> _BRANO SCELTO_:
################
Ma i tropes possono essere anche molto diversi, possono riguardare l'ambientazione, ma anche il tono, o un evento specifico, una singola situazione come quello, molto simile a quello già visto della prossimità forzata che abbiamo visto prima, ma che la declina in un modo talmente popolare ad esser diventato veramente un meme è quello dell’ “Oh no, c’è un solo letto!” o più comunemente noto, in inglese, come “there is only one bed”. Due personaggi, che normalmente non sono usi stare vicini, che magari non si possono (apparentemente) soffrire, che fino a quel momento hanno tenuto ampiamente le distanze, fisicamente e metaforicamente, vengono spinti dalle circostanze a cambiare drasticamente questa condizione.

E come questo ce ne sono migliaia, da quello del matrimonio combinato a al “mate or die”, dall’amnesia al fake dating, sono tanti, diversi e sono parte integrante del raccontare e sono i mattoni che tengono in piedi la struttura stessa dello shipping.

Riconoscerli e identificarli, rendersi conto di quali tropes ci sono in una storia è una delle tante capacità che diventano una seconda natura quando ci si inoltra nel mondo del fandom e diventa poi inevitabile riconoscerli e scovarli in tutta la narrativa di ogni genere, dai romanzi alle serie tv, i fumetti, film, videogiochi e ovunque si raccontino storie, i tropi proliferano e una volta che ce ne si accorge è impossibile non vederli e riconoscerli.
################
> _DATI DISPONIBILI_:

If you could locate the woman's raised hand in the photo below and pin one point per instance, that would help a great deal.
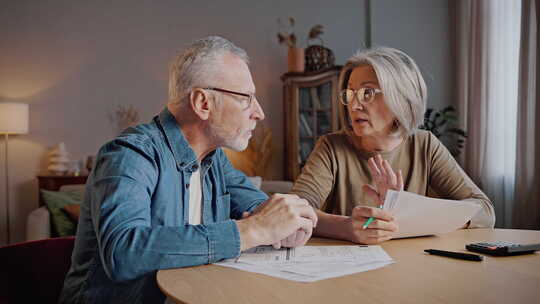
################
> _COMPITI DA SVOLGERE_:
1: Ripeti il brano sui tropi a partire da "Ma i tropes" e fino a "drasticamente questa condizione.".
2: Indica se ciascuna delle seguenti affermazioni concorda con il brano sui tropi, rispondendo sì o no e citando le parole decisive del testo. (a) Il trope "there is only one bed" è diventato un meme. (b) I tropi riguardano soltanto l'ambientazione di una storia. (c) Secondo il brano, i tropi si trovano solo nelle storie del fandom.
3: Riprendi il brano sui tropi e continualo a partire dalla sua ultima frase.

> _RISULTATI_:
1:
Ma i tropes possono essere anche molto diversi, possono riguardare l'ambientazione, ma anche il tono, o un evento specifico, una singola situazione come quello, molto simile a quello già visto della prossimità forzata che abbiamo visto prima, ma che la declina in un modo talmente popolare ad esser diventato veramente un meme è quello dell’ “Oh no, c’è un solo letto!” o più comunemente noto, in inglese, come “there is only one bed”. Due personaggi, che normalmente non sono usi stare vicini, che magari non si possono (apparentemente) soffrire, che fino a quel momento hanno tenuto ampiamente le distanze, fisicamente e metaforicamente, vengono spinti dalle circostanze a cambiare drasticamente questa condizione.

2:
(a) Sì: "la declina in un modo talmente popolare ad esser diventato veramente un meme".
(b) No: "possono riguardare l'ambientazione, ma anche il tono, o un evento specifico, una singola situazione".
(c) No: "in tutta la narrativa di ogni genere, dai romanzi alle serie tv, i fumetti, film, videogiochi e ovunque si raccontino storie".

3:
Siti come TVtropes.org sono una miniera di spunti per approfondire e al tempo stesso un vero buco nero capace di risucchiarvi per ore saltando da un link all’altro a caccia di topoi narrativi, cliché così utilizzati da essere imprescindibili, insospettabili pollini magici e tutti gli esempi, maledetti e subito.

E così, quando avrete dato la prima occhiata dietro la tenda e visto che faccia ha davvero il Mago di Oz (Pay no attention to the man behind the curtain, va da sé che anche questo è un trope) difficilmente riuscirete a tornare indietro e a non andarlo a stanare ogni volta, ormai siete trope detective, li vedrete ovunque, dalla letteratura più paludata all’ultimo romance scala classifiche, dove peraltro ultimamente gli editori hanno cominciato a indicare trope e tag in copertina, capendo che a volte sono tutt’altro che un deterrente e richiamano invece lettori e lettrici verso quello che interessa in maniera più che efficace.

Insomma, ora che avete visto che ci sono, non vi resta che divertirvi e scovarli tutti, in quello che leggete, guardate, ascoltate e ovunque si raccontino storie.